To do:
Output, word for word, every line from the start of the listing down to and including the line that contains "Target: patch of snow"; include nothing else.

Data extract Start Marker

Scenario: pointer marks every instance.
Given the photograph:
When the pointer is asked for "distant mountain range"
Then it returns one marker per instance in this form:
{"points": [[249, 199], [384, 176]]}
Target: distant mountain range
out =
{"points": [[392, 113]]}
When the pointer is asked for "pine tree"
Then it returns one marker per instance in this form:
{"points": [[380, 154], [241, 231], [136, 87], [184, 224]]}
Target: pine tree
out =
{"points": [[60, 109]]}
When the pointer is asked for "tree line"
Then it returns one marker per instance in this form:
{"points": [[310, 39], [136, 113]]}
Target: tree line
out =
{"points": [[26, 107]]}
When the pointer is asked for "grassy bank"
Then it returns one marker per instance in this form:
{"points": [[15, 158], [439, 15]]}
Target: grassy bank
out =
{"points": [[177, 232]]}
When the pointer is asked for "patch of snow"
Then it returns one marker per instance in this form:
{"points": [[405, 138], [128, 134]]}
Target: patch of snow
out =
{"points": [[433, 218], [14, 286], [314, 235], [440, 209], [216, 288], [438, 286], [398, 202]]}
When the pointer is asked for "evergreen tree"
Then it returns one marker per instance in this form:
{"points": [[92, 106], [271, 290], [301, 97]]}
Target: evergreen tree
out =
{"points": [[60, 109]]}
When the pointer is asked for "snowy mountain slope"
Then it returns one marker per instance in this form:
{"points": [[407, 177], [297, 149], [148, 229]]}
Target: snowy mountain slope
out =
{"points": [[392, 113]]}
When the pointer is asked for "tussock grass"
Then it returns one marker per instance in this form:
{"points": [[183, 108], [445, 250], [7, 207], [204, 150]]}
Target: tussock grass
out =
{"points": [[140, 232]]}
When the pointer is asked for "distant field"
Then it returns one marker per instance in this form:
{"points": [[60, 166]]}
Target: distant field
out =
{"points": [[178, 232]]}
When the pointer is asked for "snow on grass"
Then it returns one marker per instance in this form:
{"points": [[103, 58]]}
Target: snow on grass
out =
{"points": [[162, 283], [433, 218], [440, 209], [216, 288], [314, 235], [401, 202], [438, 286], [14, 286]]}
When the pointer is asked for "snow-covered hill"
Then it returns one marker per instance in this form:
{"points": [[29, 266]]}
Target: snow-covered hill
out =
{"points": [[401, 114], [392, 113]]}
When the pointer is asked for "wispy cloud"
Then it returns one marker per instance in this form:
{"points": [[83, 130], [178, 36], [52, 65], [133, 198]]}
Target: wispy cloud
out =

Data extract End Marker

Answer area:
Scenario: pointer marks every instance.
Given the photograph:
When the pointer is asked for "distant mountain range"
Then it returns one marker per instance in this form:
{"points": [[249, 199], [384, 176]]}
Target: distant mountain range
out =
{"points": [[392, 113]]}
When the pointer is asked for "pine tree"
Then it returns one marker per instance in this form:
{"points": [[380, 154], [241, 231], [136, 87], [184, 224]]}
Target: pine tree
out =
{"points": [[60, 109]]}
When the pointer is asked for "tree line"
Then it returns one marker per instance in this form:
{"points": [[310, 39], [136, 113]]}
Target: tree line
out =
{"points": [[26, 107]]}
When the pointer is asked for "grassy bank"
Then it returns one marker per instance in this form:
{"points": [[15, 158], [439, 15]]}
Target: grassy bank
out =
{"points": [[177, 232]]}
When the pointer is asked for "patch of snow"
Then it returns one marker per instance in this form:
{"points": [[405, 138], [128, 134]]}
Target: patch of snow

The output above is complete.